THE EXERCISE
Recast every line of the records below as a Markdown table with the columns "Row" and "Line", numbering the rows in order and leaving out blank lines.

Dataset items
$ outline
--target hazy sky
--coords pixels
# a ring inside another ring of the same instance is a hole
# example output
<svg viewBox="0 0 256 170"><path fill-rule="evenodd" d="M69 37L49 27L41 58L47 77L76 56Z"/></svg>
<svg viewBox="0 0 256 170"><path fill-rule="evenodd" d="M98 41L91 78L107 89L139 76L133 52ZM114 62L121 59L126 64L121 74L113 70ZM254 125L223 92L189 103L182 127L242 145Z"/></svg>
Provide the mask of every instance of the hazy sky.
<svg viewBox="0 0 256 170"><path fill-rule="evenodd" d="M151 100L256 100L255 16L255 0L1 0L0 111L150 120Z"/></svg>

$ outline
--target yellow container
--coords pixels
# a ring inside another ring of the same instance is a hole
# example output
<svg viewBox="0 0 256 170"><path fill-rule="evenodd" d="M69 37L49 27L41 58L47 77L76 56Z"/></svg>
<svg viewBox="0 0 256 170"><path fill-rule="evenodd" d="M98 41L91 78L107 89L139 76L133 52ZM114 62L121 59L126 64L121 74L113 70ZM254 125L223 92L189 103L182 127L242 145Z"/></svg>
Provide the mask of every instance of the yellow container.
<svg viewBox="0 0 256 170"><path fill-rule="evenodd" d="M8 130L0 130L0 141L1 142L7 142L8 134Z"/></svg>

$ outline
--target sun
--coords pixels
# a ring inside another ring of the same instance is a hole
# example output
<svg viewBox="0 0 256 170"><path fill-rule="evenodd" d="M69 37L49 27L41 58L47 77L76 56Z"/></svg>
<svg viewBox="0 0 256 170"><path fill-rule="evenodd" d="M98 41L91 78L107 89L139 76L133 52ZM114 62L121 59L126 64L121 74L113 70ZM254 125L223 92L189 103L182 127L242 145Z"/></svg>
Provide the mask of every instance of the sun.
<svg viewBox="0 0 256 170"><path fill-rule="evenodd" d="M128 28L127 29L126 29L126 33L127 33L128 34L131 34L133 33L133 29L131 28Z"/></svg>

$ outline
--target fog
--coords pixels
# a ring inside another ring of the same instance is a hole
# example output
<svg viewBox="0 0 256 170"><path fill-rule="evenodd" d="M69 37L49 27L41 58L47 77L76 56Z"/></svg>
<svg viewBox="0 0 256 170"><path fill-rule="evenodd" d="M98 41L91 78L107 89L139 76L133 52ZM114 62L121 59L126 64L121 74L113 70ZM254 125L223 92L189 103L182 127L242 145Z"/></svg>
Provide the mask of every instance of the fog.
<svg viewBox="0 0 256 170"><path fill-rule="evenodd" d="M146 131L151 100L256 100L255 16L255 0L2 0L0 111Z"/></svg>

ANSWER TO THIS PROBLEM
| Row | Line |
|---|---|
| 1 | $ outline |
| 2 | --target hazy sky |
| 3 | --coords pixels |
| 4 | # a ring inside another ring of the same instance is a hole |
| 5 | # example output |
| 6 | <svg viewBox="0 0 256 170"><path fill-rule="evenodd" d="M69 37L49 27L41 58L47 77L76 56Z"/></svg> |
| 7 | <svg viewBox="0 0 256 170"><path fill-rule="evenodd" d="M98 41L91 78L107 89L139 76L133 52ZM114 62L121 59L126 64L121 74L113 70ZM254 125L223 92L189 103L182 127L242 145Z"/></svg> |
| 8 | Provide the mask of every instance of the hazy sky. |
| 9 | <svg viewBox="0 0 256 170"><path fill-rule="evenodd" d="M151 100L256 100L255 16L255 0L1 0L0 111L150 120Z"/></svg> |
| 10 | $ outline |
| 11 | --target yellow container |
| 12 | --coords pixels |
| 13 | # a ring inside another ring of the same instance is a hole |
| 14 | # example output |
| 15 | <svg viewBox="0 0 256 170"><path fill-rule="evenodd" d="M69 37L49 27L41 58L47 77L76 56Z"/></svg> |
| 16 | <svg viewBox="0 0 256 170"><path fill-rule="evenodd" d="M98 41L91 78L107 89L139 76L133 52ZM114 62L121 59L126 64L121 74L113 70ZM254 125L223 92L189 103L182 127L242 145Z"/></svg> |
| 17 | Provide the mask of every instance of the yellow container. |
| 18 | <svg viewBox="0 0 256 170"><path fill-rule="evenodd" d="M8 130L0 130L0 141L1 142L7 142L8 134Z"/></svg> |
| 19 | $ outline |
| 20 | --target sun |
| 21 | --coords pixels |
| 22 | # a ring inside another ring of the same instance is a hole |
| 23 | # example output |
| 24 | <svg viewBox="0 0 256 170"><path fill-rule="evenodd" d="M69 37L49 27L41 58L47 77L76 56Z"/></svg> |
| 25 | <svg viewBox="0 0 256 170"><path fill-rule="evenodd" d="M98 41L91 78L107 89L139 76L133 52ZM114 62L121 59L126 64L121 74L113 70ZM254 125L223 92L189 103L182 127L242 145Z"/></svg> |
| 26 | Provide the mask of every instance of the sun. |
| 27 | <svg viewBox="0 0 256 170"><path fill-rule="evenodd" d="M128 28L127 29L126 29L126 33L127 33L128 34L131 34L133 33L133 29L131 28Z"/></svg> |
| 28 | $ outline |
| 29 | --target fog |
| 30 | --coords pixels |
| 31 | # a ring inside another ring of the same instance is a hole |
| 32 | # example output |
| 33 | <svg viewBox="0 0 256 170"><path fill-rule="evenodd" d="M69 37L49 27L41 58L47 77L76 56Z"/></svg> |
| 34 | <svg viewBox="0 0 256 170"><path fill-rule="evenodd" d="M98 41L91 78L107 89L139 76L133 52ZM114 62L121 59L126 64L121 74L113 70ZM254 125L223 92L189 103L182 127L242 145Z"/></svg> |
| 35 | Provide the mask of every instance of the fog. |
| 36 | <svg viewBox="0 0 256 170"><path fill-rule="evenodd" d="M146 131L151 100L256 100L255 16L255 0L2 0L0 111Z"/></svg> |